DIRECTIVE ▸ Copy out the rows again word for word, everything from the line that contains "In the photo above, where can the lake" down to the line that contains "column 52, row 216", with both of those lines included. Give back only those lines.

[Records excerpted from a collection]
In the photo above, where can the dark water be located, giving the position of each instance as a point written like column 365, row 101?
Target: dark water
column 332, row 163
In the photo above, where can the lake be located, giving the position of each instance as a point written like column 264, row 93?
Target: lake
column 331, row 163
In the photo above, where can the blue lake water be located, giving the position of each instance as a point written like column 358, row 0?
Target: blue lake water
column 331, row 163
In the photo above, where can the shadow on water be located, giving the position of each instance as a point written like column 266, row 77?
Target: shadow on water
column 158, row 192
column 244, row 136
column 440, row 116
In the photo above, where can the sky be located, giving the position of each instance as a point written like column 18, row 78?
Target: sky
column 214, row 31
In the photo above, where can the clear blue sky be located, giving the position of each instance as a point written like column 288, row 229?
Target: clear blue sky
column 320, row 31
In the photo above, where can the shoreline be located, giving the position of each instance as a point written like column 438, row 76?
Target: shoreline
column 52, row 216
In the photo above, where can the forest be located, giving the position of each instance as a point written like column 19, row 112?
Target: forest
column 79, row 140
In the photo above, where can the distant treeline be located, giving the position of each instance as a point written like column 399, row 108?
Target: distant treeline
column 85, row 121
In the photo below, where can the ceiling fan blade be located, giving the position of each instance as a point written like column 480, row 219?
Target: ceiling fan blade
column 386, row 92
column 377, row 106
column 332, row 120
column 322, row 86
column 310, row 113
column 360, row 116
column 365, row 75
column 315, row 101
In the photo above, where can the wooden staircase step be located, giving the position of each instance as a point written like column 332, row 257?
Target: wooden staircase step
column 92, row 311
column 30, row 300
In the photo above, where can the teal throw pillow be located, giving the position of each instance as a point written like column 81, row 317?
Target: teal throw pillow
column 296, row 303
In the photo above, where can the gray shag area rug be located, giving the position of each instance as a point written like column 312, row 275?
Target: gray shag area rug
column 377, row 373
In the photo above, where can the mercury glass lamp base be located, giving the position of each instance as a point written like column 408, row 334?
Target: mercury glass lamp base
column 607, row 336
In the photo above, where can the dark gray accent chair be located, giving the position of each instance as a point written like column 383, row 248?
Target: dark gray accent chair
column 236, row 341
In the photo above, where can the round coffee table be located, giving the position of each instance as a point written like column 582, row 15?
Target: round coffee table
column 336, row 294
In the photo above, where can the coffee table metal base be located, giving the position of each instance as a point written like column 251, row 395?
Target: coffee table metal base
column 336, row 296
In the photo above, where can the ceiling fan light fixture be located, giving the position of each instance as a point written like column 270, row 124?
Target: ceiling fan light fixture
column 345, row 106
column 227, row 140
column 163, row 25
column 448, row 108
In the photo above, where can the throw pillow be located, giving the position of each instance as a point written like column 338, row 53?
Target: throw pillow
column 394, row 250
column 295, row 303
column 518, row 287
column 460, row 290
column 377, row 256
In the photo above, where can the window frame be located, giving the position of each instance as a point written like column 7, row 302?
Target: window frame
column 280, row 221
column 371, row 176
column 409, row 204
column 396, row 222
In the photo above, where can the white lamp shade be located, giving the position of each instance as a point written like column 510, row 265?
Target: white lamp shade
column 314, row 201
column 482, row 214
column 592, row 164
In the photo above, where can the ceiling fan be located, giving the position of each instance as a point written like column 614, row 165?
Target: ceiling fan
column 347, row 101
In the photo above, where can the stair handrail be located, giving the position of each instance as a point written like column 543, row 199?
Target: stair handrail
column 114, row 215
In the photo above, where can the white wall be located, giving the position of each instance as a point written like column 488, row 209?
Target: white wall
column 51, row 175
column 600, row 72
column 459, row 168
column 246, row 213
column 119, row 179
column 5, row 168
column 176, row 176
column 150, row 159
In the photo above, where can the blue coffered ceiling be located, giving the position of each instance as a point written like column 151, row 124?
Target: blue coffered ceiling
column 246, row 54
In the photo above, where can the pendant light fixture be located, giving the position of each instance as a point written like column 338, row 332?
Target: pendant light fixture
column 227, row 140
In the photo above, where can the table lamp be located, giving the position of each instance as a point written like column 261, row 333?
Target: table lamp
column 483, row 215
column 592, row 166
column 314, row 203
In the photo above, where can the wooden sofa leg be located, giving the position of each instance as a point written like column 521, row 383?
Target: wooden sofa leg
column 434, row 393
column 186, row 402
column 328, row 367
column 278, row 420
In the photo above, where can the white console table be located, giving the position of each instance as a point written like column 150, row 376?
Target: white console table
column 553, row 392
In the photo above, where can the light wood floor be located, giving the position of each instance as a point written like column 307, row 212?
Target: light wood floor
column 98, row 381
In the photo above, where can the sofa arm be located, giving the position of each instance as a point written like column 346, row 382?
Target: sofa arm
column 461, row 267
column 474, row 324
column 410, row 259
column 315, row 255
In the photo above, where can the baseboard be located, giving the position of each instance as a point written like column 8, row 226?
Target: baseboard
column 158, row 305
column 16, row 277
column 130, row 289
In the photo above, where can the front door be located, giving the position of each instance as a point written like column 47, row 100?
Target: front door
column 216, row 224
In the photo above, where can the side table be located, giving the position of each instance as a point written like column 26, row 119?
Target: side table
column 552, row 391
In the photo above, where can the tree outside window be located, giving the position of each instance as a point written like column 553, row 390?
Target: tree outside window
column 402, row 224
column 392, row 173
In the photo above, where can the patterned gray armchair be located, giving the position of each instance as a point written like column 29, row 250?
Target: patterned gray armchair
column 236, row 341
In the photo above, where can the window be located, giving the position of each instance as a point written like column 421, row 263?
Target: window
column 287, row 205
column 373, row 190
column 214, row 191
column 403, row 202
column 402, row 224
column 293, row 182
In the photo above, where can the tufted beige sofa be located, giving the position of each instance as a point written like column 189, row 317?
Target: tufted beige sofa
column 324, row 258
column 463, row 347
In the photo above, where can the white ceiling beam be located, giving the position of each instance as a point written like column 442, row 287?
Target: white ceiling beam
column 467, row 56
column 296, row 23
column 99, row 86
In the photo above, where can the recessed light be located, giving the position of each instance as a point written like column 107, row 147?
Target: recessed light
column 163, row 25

OUTPUT ▸
In the photo above, where can the lake be located, giving the position of each instance as a point written like column 264, row 93?
Target: lake
column 331, row 163
In the photo above, where can the blue lake water be located, giving the position of each instance as a point written like column 358, row 0?
Target: blue lake water
column 331, row 163
In the photo above, where can the shadow on water be located, giving the position of each instance as a point written like column 266, row 77?
Target: shadow on water
column 158, row 192
column 244, row 136
column 440, row 116
In the photo above, where can the sky be located, giving the position of each instance as a point written like column 18, row 78?
Target: sky
column 214, row 31
In the photo above, where can the clear blue sky be located, giving the position of each instance as a point written like column 288, row 229?
Target: clear blue sky
column 320, row 31
In the photo above, where can the shoreline be located, giving the position of each instance as a point written like column 438, row 76?
Target: shoreline
column 52, row 216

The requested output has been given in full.